··· TEXT SEGMENT

A pair of English bull dog puppies with spina bifida have been treated with a combination of surgery and stem cells. Now the little rascals can run and play like any other pup. The researchers see this as a great breakthrough and think that they can cure human babies of spina bifida also.

Darla and Spanky after their check-up. Image credits: UC Davis Health via Youtube.

Spina bifida is a serious birth defect in which the spinal tissue doesn’t fuse properly. Therefore, it causes mobility, cognitive, urinary, and bowel disabilities. Depending on the country, the defect affects between 0.1 and 5 of 1000 births. Researchers at the University of California, Davis are trying to solve this problem with stem cells. In a first trial, prenatal surgery and human placental derived mesenchymal stromal cells helped affected lambs to walk normally.

Next, the researchers tested the therapy on a pair of English bulldog puppies, Darla and Spanky. Puppies with spina bifida are usually put down because they can’t control their rear half so well. Darla and Spanky are four months old now and just had a check up. They can run and play just like any other dogs. Both dogs have been adopted and live in New Mexico now.

Their veterinarian Berly Sturges commented, “The initial results of the surgery are promising, as far as hind limb control. Both dogs seemed to have improved range of motion and control of their limbs.”

······

- _QUESTIONS ON THE MATERIAL_:
(a) Could you reproduce the spina bifida article word for word, beginning at "A pair of English bull dog" and stopping after "Health via Youtube."?
(b) Can you write what comes next in the spina bifida article, picking up after its final paragraph?

··· DATA PROVIDED

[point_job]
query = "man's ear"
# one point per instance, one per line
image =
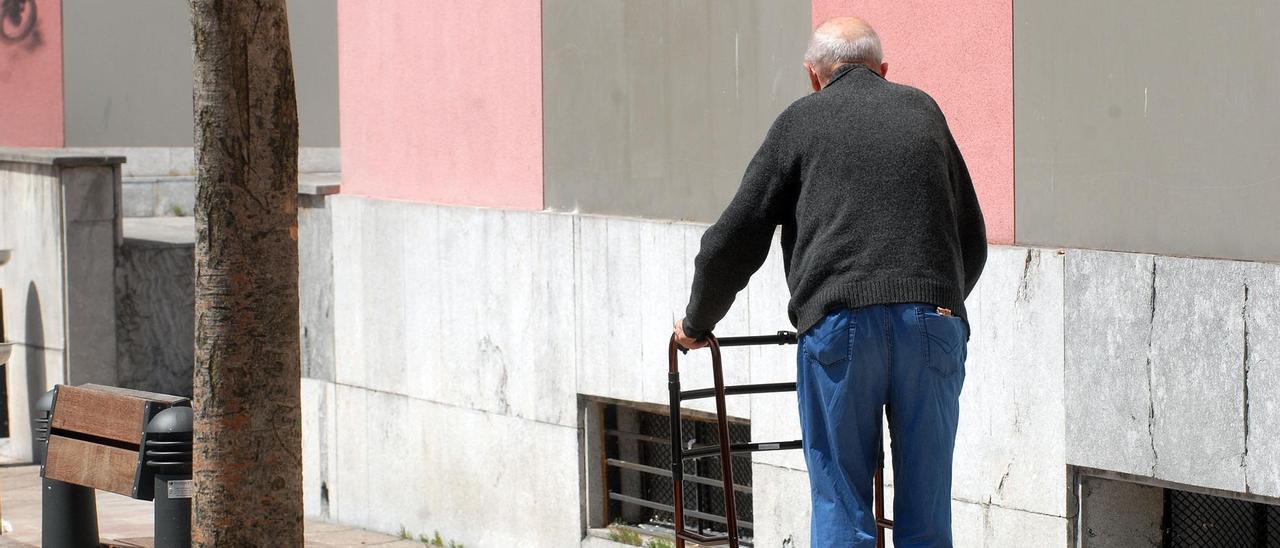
(813, 77)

······

- _ANSWERS FOR THE TASKS_:
(a)
A pair of English bull dog puppies with spina bifida have been treated with a combination of surgery and stem cells. Now the little rascals can run and play like any other pup. The researchers see this as a great breakthrough and think that they can cure human babies of spina bifida also.

Darla and Spanky after their check-up. Image credits: UC Davis Health via Youtube.

(b)
This surgery could mean that human babies could be cured of spina bifida soon. One important distinction to make it that the surgery for the dogs occurred after they were already born because the disorder only becomes apparent after a week. The pair of puppies underwent surgery when they were 10 weeks old. For humans, this surgery would need to take place while the baby is still in the womb.

Video credit: UC Davis Health via Youtube.

The therapy wasn’t completely perfect. As you noticed in the video, the dogs are wearing doggie diapers. Yes, they can’t control themselves. This is another symptom of spina bifida, and one that will require more testing and clinical trials to fix. As far as this study goes, we can’t know how the dogs’ cognition was affected. In dogs and humans, this is, of course, different and you can’t really compare the two. It would be interesting to see if this therapy only helps with mobility or can help with cognitive abilities also. That would really show if this therapy is a cure for spina bifida.

After some more tests and approval by the US Food and Drug Administration, the surgeons want to test this same surgery on humans. The goal: to eliminate spina bifida.